## Written problem:
Extract every line of the data below from the line containing "Indicate the forest" through the last line, including both, and copy them verbatim. Leave the pictures out of your answer.
◆ ◆ ◆ ◆ ◆
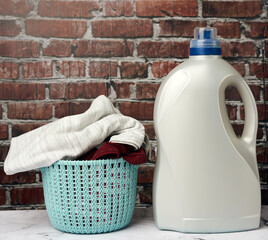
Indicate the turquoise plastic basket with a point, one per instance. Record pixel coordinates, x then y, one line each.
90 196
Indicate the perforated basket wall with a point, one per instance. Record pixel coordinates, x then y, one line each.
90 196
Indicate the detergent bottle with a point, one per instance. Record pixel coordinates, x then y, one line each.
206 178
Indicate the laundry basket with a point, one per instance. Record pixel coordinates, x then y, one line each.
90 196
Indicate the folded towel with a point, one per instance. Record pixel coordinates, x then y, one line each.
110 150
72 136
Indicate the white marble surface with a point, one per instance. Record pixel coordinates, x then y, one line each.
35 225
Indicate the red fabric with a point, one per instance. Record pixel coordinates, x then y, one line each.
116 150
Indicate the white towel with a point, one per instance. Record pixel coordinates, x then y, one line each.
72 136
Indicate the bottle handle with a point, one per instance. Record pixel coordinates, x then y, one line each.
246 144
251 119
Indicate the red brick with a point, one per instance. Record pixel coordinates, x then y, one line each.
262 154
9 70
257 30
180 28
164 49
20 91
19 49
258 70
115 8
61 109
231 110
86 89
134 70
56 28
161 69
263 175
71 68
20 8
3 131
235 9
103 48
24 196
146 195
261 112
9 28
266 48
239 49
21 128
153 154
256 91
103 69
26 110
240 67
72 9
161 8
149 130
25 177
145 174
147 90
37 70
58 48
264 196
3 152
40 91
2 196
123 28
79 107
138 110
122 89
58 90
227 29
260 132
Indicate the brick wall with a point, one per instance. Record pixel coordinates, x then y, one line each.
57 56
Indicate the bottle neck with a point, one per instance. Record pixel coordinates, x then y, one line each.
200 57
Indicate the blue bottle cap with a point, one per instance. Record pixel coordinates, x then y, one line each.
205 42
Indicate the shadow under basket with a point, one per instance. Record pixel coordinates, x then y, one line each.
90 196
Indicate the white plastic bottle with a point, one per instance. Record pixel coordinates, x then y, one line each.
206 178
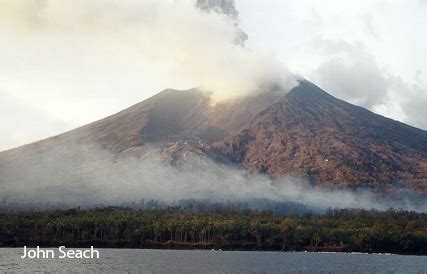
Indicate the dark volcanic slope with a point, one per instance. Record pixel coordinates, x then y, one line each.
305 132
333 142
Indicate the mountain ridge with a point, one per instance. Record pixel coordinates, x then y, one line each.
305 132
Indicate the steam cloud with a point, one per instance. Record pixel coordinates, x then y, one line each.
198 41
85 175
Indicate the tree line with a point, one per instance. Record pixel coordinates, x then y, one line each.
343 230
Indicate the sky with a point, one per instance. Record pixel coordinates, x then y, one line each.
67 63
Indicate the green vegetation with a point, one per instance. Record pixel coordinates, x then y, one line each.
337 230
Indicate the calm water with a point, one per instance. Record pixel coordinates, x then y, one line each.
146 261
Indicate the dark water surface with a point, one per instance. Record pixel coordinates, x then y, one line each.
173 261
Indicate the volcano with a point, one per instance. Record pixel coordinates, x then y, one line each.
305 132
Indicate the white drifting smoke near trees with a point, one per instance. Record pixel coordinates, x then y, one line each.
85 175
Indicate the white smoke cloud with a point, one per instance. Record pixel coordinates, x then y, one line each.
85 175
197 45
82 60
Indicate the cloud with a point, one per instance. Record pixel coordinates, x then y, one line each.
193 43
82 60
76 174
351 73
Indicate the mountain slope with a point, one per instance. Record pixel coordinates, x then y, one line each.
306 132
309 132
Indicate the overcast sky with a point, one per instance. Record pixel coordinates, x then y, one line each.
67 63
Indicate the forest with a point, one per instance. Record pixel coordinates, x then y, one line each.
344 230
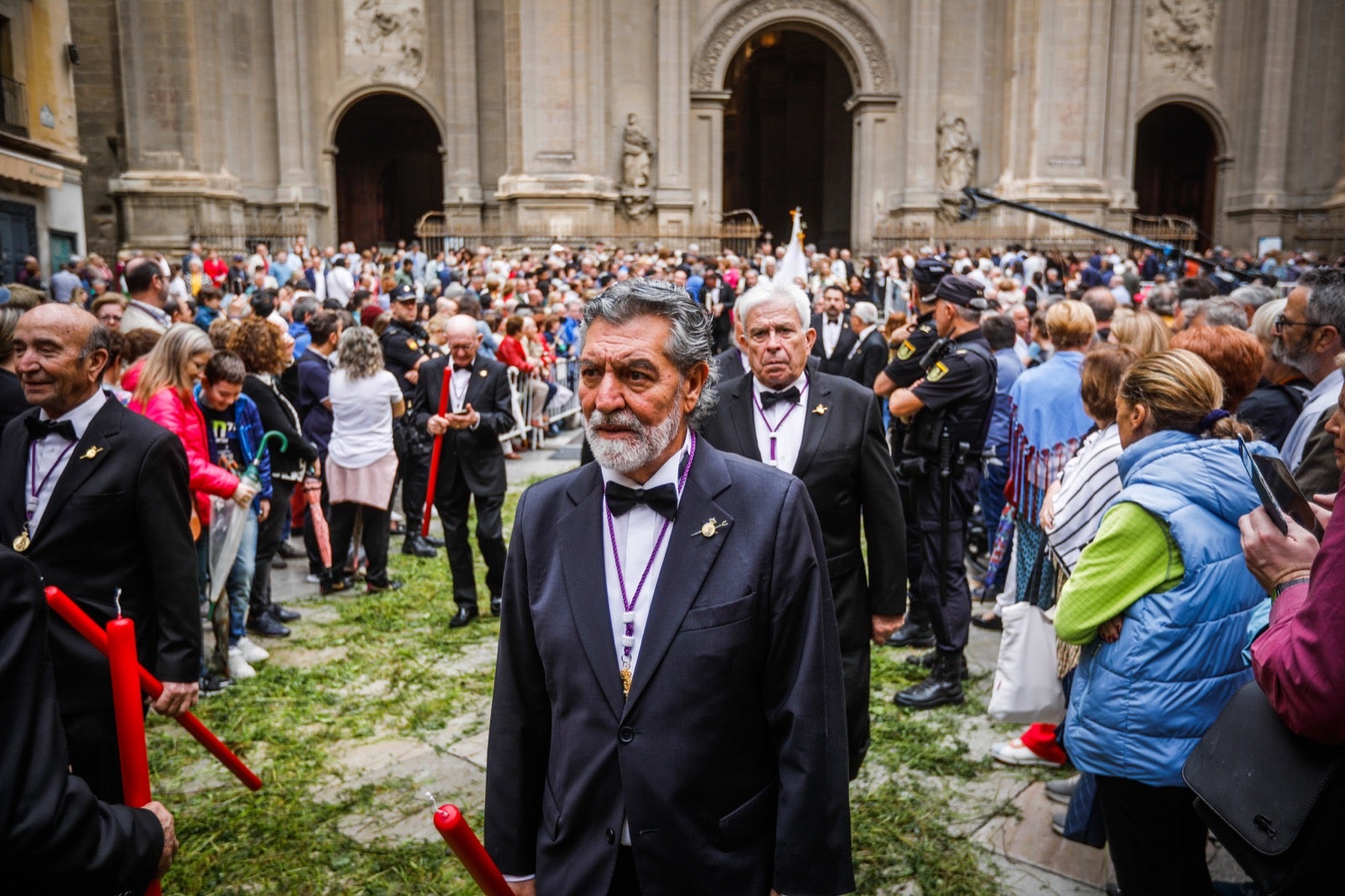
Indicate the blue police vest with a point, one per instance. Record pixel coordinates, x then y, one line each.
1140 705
◆ ◆ ◆ ◆ ◆
## Exercise solution:
Indicate the forest with a point, one per instance. Record pixel coordinates, x then y, one line each.
344 230
Indicate the blue police vest with a point, one per instance. Record pixel coordinates, x then y, one line each.
1140 705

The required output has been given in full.